* [Given exercise]: Turn the lines into a numbered list, starting with the very first line and ending with the line that has "[1127, 316]". Leave out any blank lines.

* [Dataset records]:
'''

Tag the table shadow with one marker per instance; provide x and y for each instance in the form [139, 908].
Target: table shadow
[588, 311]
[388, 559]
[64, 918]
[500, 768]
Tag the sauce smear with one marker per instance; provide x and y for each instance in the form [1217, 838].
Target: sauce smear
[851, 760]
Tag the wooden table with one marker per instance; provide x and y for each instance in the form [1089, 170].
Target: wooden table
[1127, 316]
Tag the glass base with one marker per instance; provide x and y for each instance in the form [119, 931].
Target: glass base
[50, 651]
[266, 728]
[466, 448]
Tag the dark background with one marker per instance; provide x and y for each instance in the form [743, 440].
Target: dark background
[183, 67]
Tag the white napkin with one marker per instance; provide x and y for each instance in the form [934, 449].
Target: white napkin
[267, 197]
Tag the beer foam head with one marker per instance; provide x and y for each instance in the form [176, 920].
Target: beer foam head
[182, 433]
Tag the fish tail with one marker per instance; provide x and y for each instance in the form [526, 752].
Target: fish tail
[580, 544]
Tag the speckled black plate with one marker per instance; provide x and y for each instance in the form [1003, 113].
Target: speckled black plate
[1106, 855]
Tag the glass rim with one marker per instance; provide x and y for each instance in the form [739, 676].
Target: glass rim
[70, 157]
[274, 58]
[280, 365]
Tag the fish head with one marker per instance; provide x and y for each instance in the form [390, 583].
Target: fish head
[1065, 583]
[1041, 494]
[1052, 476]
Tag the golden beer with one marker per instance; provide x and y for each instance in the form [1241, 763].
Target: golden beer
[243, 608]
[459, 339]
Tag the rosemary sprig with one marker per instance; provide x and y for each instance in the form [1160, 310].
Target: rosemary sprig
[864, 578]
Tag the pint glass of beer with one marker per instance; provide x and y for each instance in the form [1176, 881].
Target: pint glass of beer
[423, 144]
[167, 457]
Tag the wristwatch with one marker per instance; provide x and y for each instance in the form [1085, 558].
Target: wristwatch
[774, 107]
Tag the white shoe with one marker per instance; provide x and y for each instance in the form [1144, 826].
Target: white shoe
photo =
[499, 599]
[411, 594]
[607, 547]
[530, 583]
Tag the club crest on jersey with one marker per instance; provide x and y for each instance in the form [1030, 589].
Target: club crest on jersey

'''

* [Response for this exercise]:
1. Tag the table shadow with one marker per instance; provide x and y for each instance in the form [139, 908].
2. Target: table shadow
3. [588, 311]
4. [388, 559]
5. [64, 918]
6. [500, 768]
7. Tag the sauce smear with one marker per instance; provide x and y for each instance in the form [1217, 838].
8. Target: sauce smear
9. [851, 760]
10. Tag the wooden table with one marker per instance; provide x and y for each instance in the form [1089, 170].
11. Target: wooden table
12. [1127, 316]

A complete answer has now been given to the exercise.